* Exercise data *
________

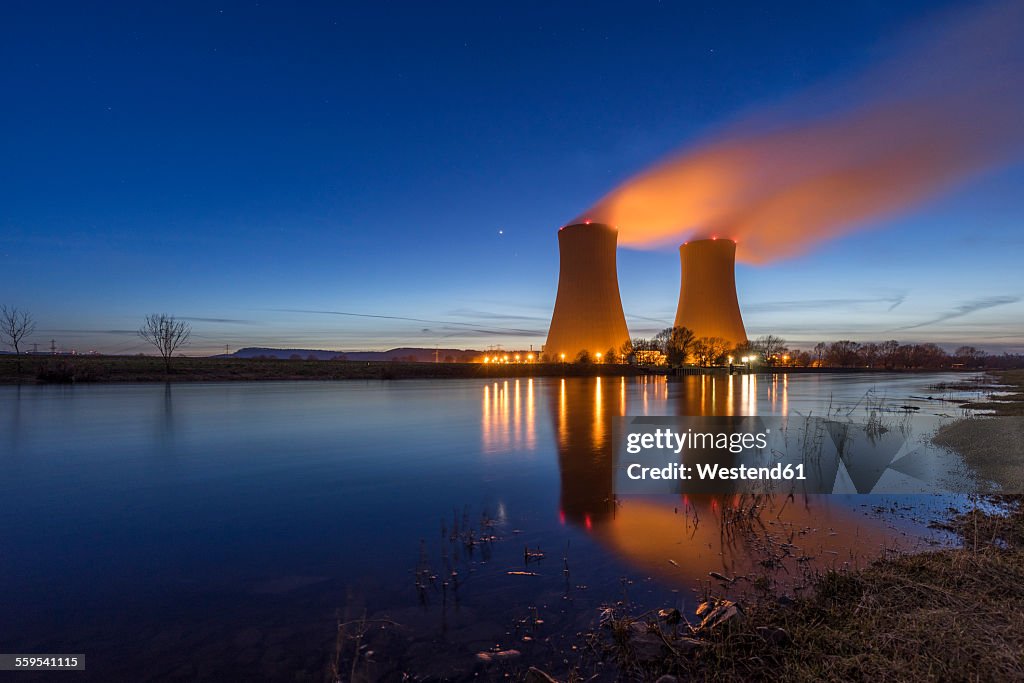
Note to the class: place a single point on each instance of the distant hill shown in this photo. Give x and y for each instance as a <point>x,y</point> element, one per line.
<point>408,354</point>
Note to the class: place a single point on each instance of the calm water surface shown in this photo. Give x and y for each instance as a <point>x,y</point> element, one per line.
<point>219,530</point>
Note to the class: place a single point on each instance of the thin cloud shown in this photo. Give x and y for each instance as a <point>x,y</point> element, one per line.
<point>472,312</point>
<point>227,321</point>
<point>967,308</point>
<point>468,326</point>
<point>821,304</point>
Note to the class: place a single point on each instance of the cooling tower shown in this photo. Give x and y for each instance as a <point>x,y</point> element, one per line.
<point>588,312</point>
<point>708,302</point>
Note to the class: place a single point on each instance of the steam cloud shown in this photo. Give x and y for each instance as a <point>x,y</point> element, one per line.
<point>946,105</point>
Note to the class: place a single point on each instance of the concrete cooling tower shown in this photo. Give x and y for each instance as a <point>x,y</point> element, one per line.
<point>588,312</point>
<point>708,302</point>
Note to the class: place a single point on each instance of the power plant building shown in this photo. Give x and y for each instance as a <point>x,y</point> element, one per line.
<point>588,313</point>
<point>708,303</point>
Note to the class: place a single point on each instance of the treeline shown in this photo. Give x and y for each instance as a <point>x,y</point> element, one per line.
<point>679,346</point>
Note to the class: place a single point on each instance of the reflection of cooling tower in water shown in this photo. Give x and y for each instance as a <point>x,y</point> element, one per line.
<point>583,409</point>
<point>708,303</point>
<point>588,312</point>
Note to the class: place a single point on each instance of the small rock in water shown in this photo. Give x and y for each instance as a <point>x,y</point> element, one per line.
<point>501,655</point>
<point>722,611</point>
<point>648,647</point>
<point>687,645</point>
<point>670,615</point>
<point>535,675</point>
<point>773,635</point>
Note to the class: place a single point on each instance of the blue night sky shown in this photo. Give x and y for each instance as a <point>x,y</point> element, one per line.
<point>259,167</point>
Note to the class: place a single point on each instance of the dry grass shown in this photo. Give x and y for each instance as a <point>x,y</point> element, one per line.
<point>991,446</point>
<point>950,614</point>
<point>1011,381</point>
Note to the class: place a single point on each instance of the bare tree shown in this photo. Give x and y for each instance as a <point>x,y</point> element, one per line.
<point>167,334</point>
<point>709,350</point>
<point>770,347</point>
<point>676,343</point>
<point>15,325</point>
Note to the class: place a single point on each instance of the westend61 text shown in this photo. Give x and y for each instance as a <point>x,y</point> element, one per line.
<point>714,472</point>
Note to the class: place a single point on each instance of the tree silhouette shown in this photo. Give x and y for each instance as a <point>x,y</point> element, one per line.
<point>166,334</point>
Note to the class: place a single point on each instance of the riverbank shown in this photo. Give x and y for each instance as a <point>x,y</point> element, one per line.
<point>102,369</point>
<point>942,614</point>
<point>1010,398</point>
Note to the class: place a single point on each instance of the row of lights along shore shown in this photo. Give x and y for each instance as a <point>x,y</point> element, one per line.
<point>507,358</point>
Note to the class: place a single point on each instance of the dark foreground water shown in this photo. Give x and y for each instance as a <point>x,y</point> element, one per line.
<point>220,531</point>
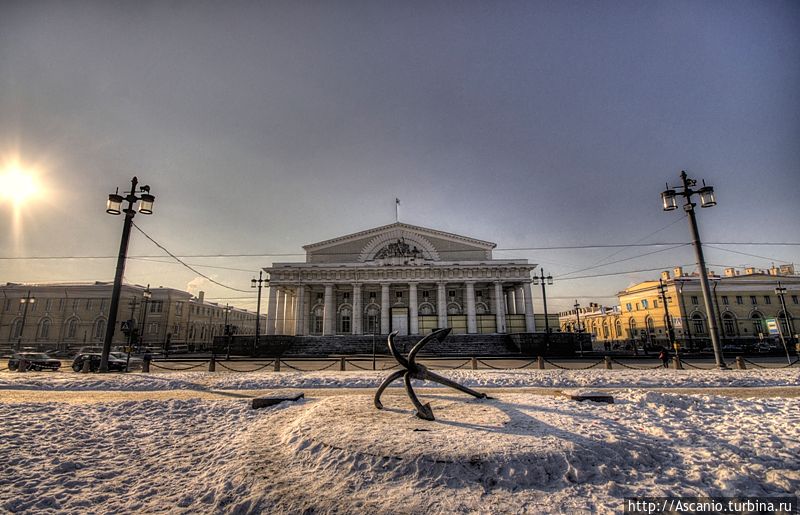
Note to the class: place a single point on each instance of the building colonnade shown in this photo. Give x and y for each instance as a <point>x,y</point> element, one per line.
<point>413,307</point>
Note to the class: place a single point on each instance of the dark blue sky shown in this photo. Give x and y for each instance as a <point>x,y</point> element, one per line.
<point>264,126</point>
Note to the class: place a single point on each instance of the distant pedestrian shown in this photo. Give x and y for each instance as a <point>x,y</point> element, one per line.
<point>664,357</point>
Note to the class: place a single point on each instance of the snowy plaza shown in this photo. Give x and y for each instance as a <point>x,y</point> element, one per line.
<point>190,443</point>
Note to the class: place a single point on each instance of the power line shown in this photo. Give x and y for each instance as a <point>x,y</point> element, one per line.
<point>562,277</point>
<point>183,263</point>
<point>506,249</point>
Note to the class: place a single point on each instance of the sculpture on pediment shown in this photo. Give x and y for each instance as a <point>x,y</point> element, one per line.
<point>399,249</point>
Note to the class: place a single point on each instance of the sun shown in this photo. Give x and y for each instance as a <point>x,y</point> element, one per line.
<point>17,185</point>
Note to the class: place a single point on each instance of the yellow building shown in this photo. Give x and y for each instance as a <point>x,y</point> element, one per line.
<point>742,300</point>
<point>69,316</point>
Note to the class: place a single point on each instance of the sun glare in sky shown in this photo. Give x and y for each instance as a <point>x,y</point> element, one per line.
<point>16,184</point>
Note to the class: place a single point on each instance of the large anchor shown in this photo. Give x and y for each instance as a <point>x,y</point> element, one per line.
<point>415,371</point>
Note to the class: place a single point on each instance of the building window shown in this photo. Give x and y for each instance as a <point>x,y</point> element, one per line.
<point>728,325</point>
<point>100,329</point>
<point>44,329</point>
<point>17,329</point>
<point>72,328</point>
<point>758,326</point>
<point>344,321</point>
<point>372,321</point>
<point>698,326</point>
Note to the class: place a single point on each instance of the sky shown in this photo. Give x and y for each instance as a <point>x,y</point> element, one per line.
<point>265,126</point>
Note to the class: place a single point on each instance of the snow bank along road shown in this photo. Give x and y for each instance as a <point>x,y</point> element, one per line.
<point>520,452</point>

________

* Request *
Duplicate, unchanged, the lines from the one containing "of the sculpture" through the one containing "<point>17,185</point>", including both of those lines.

* Result of this exercise *
Note to the class: place a single point on each instance of the sculpture on pediment shown in this photo. Give x and y for each instance as a <point>x,y</point> element, one per line.
<point>399,249</point>
Note to the class: place a single point on each instance of the sun shown in this photo. Give x and y for each instance as a <point>x,y</point> element, one per line.
<point>17,185</point>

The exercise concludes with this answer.